* _WRITTEN TASK A_
Decide whether each statement below agrees with the MPAI-CAE page, answering yes or no and quoting the deciding words of the MPAI-CAE page. (i) MPAI is a non-profit organisation. (ii) The document is also offered in PDF format. (iii) MPAI seeks to attach clear IPR licensing frameworks to its standards through Framework Licences.

* _TEXT TO READ_
-=-=-
Context-based Audio Enhancement (MPAI-CAE)

This document is also available in MS Word format as MPAI-CAE Call for Technologies

1       Introduction. 1

2       How to submit a response. 3

3       Evaluation Criteria and Procedure. 4

4       Expected development timeline. 4

5       References. 4

Annex A: Information Form.. 6

Annex B: Evaluation Sheet 7

Annex C: Requirements check list 10

Annex D: Technologies that may require specific testing. 11

Annex E: Mandatory text in responses. 12

1        Introduction

Moving Picture, Audio and Data Coding by Artificial Intelligence (MPAI) is an international non-profit organisation with the mission to develop standards for Artificial Intelligence (AI) enabled digital data coding and for technologies that facilitate integration of data coding components into ICT systems. With the mechanism of Framework Licences, MPAI seeks to attach clear IPR licensing frameworks to its standards.
-=-=-
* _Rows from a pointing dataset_
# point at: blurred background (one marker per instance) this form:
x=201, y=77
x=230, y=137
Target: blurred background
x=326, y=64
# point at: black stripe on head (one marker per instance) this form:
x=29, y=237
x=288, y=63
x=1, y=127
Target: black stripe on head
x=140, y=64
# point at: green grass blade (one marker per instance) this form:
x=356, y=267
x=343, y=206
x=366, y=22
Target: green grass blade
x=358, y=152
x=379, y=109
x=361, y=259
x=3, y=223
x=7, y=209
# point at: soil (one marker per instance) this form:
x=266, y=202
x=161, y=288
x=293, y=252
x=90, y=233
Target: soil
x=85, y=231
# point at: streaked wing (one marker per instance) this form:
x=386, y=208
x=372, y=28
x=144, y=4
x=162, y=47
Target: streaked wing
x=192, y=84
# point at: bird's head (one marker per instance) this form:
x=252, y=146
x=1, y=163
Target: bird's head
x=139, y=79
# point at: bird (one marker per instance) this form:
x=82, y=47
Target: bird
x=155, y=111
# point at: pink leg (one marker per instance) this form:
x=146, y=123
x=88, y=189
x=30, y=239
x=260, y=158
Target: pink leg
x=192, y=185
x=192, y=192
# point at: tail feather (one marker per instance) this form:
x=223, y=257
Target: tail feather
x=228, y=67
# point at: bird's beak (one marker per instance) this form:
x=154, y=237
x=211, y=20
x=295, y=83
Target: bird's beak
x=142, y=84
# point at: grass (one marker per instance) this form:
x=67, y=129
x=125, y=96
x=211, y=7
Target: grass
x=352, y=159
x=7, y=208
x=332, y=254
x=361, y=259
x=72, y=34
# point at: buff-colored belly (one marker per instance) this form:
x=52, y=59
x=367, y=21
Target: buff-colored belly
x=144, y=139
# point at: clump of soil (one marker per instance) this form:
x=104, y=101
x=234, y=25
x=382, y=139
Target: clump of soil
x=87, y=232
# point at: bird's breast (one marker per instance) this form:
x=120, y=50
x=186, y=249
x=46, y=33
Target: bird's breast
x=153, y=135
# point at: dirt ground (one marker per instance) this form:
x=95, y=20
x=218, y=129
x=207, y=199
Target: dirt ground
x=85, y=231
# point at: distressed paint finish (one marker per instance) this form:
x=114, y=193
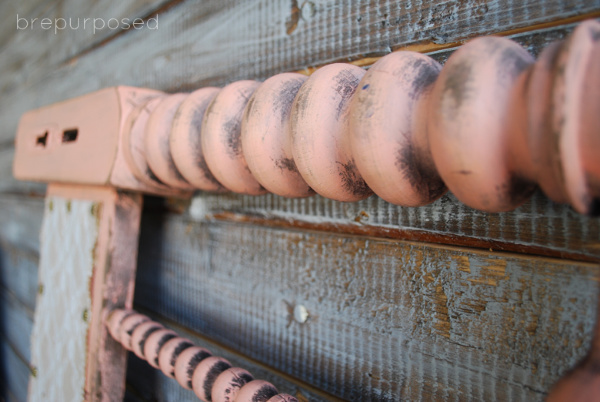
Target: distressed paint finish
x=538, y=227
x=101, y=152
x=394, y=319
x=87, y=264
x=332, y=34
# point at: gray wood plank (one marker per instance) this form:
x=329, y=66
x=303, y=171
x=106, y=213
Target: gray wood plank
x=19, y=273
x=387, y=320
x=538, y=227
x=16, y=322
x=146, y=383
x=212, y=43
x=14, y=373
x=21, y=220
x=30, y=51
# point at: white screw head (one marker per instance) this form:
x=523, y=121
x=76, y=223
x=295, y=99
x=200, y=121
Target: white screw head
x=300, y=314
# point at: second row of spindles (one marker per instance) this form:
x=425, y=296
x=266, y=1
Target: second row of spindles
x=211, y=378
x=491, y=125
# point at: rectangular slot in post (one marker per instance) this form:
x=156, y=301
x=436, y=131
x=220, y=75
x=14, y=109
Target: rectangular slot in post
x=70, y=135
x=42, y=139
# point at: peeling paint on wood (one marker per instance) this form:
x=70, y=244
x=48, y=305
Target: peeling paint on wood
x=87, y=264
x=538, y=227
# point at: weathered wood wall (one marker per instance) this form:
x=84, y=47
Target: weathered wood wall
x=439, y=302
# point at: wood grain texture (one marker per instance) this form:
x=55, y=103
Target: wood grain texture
-=-=-
* _WRITTEN TASK B_
In the records, start at the line containing "# point at: wood" and continue to the end of the records. Rewrite those lines with "texture" replaced by "pattern" and nothing else altered.

* _EXERCISE ANSWER A_
(i) Yes: "is an international non-profit organisation"
(ii) No: "This document is also available in MS Word format"
(iii) Yes: "With the mechanism of Framework Licences, MPAI seeks to attach clear IPR licensing frameworks to its standards."

* _EXERCISE ANSWER B_
# point at: wood grain pattern (one marker per instance) this form:
x=55, y=103
Target: wood grain pattern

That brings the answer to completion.